Please repeat every entry that follows, keeping each one exactly the same.

--------------------------------

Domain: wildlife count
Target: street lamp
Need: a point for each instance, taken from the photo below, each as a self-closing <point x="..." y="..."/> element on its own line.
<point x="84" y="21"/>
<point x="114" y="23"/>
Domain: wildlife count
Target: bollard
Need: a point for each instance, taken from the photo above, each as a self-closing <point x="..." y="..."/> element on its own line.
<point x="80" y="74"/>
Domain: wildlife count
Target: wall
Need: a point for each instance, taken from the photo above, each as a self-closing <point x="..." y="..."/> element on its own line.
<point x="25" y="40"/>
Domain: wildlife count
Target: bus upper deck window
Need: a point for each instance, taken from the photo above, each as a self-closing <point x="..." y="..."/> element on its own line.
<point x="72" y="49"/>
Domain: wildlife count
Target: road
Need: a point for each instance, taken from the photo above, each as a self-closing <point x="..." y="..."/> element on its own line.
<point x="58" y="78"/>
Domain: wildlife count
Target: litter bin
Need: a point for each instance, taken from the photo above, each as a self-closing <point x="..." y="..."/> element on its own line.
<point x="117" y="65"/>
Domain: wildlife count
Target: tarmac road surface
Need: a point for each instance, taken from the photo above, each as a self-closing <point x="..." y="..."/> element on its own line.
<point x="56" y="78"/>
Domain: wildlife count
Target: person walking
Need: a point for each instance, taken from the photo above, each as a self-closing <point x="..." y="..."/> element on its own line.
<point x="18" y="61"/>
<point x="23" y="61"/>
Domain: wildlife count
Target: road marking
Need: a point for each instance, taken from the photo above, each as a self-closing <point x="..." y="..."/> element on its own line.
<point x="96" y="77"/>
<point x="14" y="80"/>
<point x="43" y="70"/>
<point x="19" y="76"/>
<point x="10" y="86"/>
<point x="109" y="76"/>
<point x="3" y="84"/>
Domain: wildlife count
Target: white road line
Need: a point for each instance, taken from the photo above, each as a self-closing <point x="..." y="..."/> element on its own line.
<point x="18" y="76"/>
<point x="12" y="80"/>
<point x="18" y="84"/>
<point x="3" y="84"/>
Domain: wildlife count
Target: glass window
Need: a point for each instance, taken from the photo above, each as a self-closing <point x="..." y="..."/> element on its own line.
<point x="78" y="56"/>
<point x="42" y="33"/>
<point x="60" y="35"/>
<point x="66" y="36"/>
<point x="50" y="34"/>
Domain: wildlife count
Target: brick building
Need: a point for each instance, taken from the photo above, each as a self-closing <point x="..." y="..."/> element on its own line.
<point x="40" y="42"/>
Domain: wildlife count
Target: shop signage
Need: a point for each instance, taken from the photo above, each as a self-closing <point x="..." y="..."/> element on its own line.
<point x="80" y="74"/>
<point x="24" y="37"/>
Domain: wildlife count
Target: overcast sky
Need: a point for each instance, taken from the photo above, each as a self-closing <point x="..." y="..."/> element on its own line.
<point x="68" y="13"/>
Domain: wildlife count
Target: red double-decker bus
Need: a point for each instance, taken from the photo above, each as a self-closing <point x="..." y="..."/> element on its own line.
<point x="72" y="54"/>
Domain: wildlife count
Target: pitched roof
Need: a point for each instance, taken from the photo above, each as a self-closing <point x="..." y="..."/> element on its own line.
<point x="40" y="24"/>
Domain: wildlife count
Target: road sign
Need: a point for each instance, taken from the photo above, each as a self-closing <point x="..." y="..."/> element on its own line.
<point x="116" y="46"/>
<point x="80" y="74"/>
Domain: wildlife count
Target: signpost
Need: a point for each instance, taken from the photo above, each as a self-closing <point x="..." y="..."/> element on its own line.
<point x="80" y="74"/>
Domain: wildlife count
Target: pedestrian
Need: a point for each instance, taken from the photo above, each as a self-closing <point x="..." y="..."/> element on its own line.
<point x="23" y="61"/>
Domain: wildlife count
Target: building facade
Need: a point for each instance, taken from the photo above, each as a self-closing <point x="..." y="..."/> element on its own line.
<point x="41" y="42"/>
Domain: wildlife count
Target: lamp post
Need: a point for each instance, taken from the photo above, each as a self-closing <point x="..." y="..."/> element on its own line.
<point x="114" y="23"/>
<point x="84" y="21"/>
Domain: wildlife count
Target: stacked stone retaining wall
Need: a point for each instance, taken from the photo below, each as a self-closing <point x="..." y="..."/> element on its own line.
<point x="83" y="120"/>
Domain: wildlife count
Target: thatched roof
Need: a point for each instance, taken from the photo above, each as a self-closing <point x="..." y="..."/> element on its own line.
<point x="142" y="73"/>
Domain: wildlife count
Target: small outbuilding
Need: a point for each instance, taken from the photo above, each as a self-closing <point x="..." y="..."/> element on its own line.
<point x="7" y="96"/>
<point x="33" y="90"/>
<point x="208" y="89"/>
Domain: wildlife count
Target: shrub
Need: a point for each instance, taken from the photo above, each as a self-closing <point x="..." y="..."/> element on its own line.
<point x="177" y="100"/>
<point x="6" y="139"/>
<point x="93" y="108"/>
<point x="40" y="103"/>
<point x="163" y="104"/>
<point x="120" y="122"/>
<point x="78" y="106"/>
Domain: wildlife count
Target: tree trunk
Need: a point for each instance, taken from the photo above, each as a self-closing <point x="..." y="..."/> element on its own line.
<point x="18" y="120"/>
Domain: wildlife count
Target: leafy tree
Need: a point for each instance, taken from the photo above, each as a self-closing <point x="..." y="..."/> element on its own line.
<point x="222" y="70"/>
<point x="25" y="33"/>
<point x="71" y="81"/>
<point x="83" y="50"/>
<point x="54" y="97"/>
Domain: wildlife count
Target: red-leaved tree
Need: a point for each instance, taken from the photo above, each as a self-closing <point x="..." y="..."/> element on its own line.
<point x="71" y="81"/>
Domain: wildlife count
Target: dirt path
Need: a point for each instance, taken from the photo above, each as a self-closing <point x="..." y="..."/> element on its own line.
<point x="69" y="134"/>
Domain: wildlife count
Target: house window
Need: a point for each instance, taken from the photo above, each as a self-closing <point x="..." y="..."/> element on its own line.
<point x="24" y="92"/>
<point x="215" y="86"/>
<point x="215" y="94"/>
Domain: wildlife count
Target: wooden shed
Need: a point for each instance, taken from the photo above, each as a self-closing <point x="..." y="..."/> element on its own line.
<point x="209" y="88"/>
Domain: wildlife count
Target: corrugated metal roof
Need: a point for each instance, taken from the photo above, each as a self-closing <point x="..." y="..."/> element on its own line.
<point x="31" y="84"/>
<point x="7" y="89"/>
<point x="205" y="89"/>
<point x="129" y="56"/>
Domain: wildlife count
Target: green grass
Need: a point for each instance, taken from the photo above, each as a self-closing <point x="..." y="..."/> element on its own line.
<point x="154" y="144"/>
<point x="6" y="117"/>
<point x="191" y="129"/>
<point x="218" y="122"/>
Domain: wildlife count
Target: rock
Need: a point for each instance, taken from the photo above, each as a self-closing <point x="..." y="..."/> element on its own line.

--------------------------------

*Written answer:*
Domain: wildlife count
Target: street lamp
Need: a point for each instance, taken from the photo below, each as a self-closing <point x="..." y="..."/> element on its own line.
<point x="84" y="21"/>
<point x="114" y="23"/>
Domain: wildlife count
Target: bollard
Need: a point for each instance, taken from the photo above, each as a self-closing <point x="..." y="..."/> element on its own line.
<point x="80" y="74"/>
Domain: wildlife count
Target: wall
Need: a point for each instance, taken from the photo above, each as a self-closing <point x="..." y="..."/> element on its own line.
<point x="25" y="40"/>
Domain: wildlife count
Target: bus upper deck window
Need: a point for each instance, taken from the photo above, each as a self-closing <point x="..." y="..."/> element on its own line.
<point x="72" y="49"/>
Domain: wildlife count
Target: road
Need: a point for each instance, taken from the photo above, each as a self-closing <point x="..." y="..."/> element on its own line.
<point x="58" y="78"/>
Domain: wildlife count
Target: litter bin
Need: a point for each instance, taken from the photo above, each as a self-closing <point x="..." y="..."/> element on its own line.
<point x="117" y="65"/>
Domain: wildlife count
Target: tarmac road surface
Need: a point for each instance, taken from the photo above, each as a self-closing <point x="..." y="..."/> element on its own line.
<point x="56" y="78"/>
Domain: wildlife count
Target: person walking
Need: a point for each instance, taken from the photo above, each as a self-closing <point x="..." y="..."/> element on its own line.
<point x="18" y="61"/>
<point x="23" y="61"/>
Domain: wildlife count
Target: road marking
Need: a point for each instance, taken from the photo above, each as a self-closing <point x="..." y="..."/> element on its own line.
<point x="96" y="77"/>
<point x="14" y="80"/>
<point x="43" y="70"/>
<point x="19" y="76"/>
<point x="10" y="86"/>
<point x="109" y="76"/>
<point x="3" y="84"/>
Domain: wildlife count
Target: white road line
Need: a point for each instance, taken from the photo above, each as a self-closing <point x="..." y="..."/> element on its own line.
<point x="18" y="76"/>
<point x="12" y="80"/>
<point x="18" y="84"/>
<point x="3" y="84"/>
Domain: wildlife count
Target: glass window
Need: a point for each instance, taken from the photo above, each as a self-closing <point x="..." y="..."/> element on its own line.
<point x="78" y="56"/>
<point x="42" y="33"/>
<point x="60" y="35"/>
<point x="66" y="36"/>
<point x="50" y="34"/>
Domain: wildlife count
Target: brick building
Need: a point for each instance, taken from the photo above, each as a self-closing <point x="..." y="..."/> element on its own line.
<point x="40" y="42"/>
Domain: wildlife count
Target: shop signage
Need: a point for each instance, taken from the photo above, each as a self-closing <point x="..." y="..."/> element on its own line.
<point x="80" y="74"/>
<point x="24" y="37"/>
Domain: wildlife count
Target: overcast sky
Need: a point for each instance, taken from the photo above, each as a self-closing <point x="..." y="..."/> element on its own line.
<point x="68" y="13"/>
Domain: wildlife count
Target: red double-decker bus
Need: a point for each instance, taken from the photo above, each as a self-closing <point x="..." y="..."/> element on its own line.
<point x="72" y="54"/>
Domain: wildlife count
Target: pitched roof
Need: a point for each instance, taken from the photo above, each as a self-closing <point x="..." y="..."/> element on its own line.
<point x="40" y="24"/>
Domain: wildlife count
Target: road sign
Need: a point for each instance, taken from the photo above, each as a self-closing <point x="..." y="..."/> element on its own line.
<point x="116" y="46"/>
<point x="80" y="74"/>
Domain: wildlife count
Target: signpost
Need: a point for each instance, taken from the photo above, each as a self-closing <point x="..." y="..."/> element on its own line.
<point x="80" y="74"/>
Domain: wildlife count
Target: pedestrian
Need: a point for each instance, taken from the photo above, each as a self-closing <point x="..." y="..."/> element on its own line.
<point x="23" y="61"/>
Domain: wildlife count
Target: building facade
Need: a point for each instance, taken from the photo above, each as a self-closing <point x="..." y="..."/> element on its own line.
<point x="41" y="42"/>
Domain: wildlife count
Target: lamp post
Need: a point for each instance, taken from the photo above, each as a self-closing <point x="..." y="..."/> element on its own line.
<point x="114" y="23"/>
<point x="84" y="21"/>
Domain: wildlife count
Target: stacked stone retaining wall
Need: a point for each instance, taken from the photo below, each as a self-closing <point x="..." y="..."/> element on its own line.
<point x="83" y="120"/>
Domain: wildlife count
Target: thatched roof
Need: a point for each instance, taken from the photo above, each as a self-closing <point x="..." y="..."/> element on its own line.
<point x="142" y="73"/>
Domain: wildlife count
Target: small outbuilding
Need: a point for each instance, taken from the photo above, each as a self-closing <point x="..." y="..."/> element on its own line.
<point x="7" y="96"/>
<point x="33" y="90"/>
<point x="208" y="89"/>
Domain: wildlife count
Target: shrub
Need: a point for each instance, taken from the photo above, each as a self-closing <point x="..." y="..."/> element on its own line.
<point x="177" y="100"/>
<point x="6" y="139"/>
<point x="93" y="108"/>
<point x="40" y="103"/>
<point x="163" y="104"/>
<point x="120" y="122"/>
<point x="78" y="106"/>
Domain: wildlife count
Target: tree trunk
Need: a point for each instance, taken from the photo above, each as a self-closing <point x="..." y="..."/> element on its own line.
<point x="18" y="120"/>
Domain: wildlife count
Target: leafy tree
Need: a point for each instance, taken from the photo above, each as a self-closing <point x="..." y="..."/> element on its own line.
<point x="222" y="70"/>
<point x="25" y="33"/>
<point x="71" y="81"/>
<point x="83" y="50"/>
<point x="54" y="97"/>
Domain: wildlife count
Target: red-leaved tree
Need: a point for each instance, taken from the photo above, each as a self-closing <point x="..." y="..."/> element on its own line.
<point x="71" y="81"/>
Domain: wildlife count
Target: dirt path
Need: a point for each instance, taken from the photo above, each as a self-closing <point x="..." y="..."/> element on its own line.
<point x="69" y="134"/>
Domain: wildlife count
Target: house window
Need: a point for each instance, taken from the photo above, each as a self-closing <point x="..." y="..."/> element on its own line.
<point x="24" y="92"/>
<point x="215" y="86"/>
<point x="215" y="94"/>
Domain: wildlife count
Target: wooden shed
Need: a point for each instance, taken from the photo above, each as a self-closing <point x="..." y="..."/> element on its own line.
<point x="209" y="88"/>
Domain: wildlife count
Target: corrugated metal roof
Need: a point for each instance, taken from the photo above, each as a self-closing <point x="..." y="..."/> element on its own line.
<point x="31" y="84"/>
<point x="7" y="89"/>
<point x="205" y="89"/>
<point x="129" y="56"/>
Domain: wildlife count
Target: green grass
Need: a point for each instance, taken from the photo above, each as a self-closing <point x="..." y="..."/> element on its own line.
<point x="154" y="144"/>
<point x="6" y="117"/>
<point x="191" y="129"/>
<point x="218" y="122"/>
Domain: wildlife count
Target: rock
Need: a point for each instance, taken from the photo above, each as a self-closing <point x="..." y="..."/> element on its own line.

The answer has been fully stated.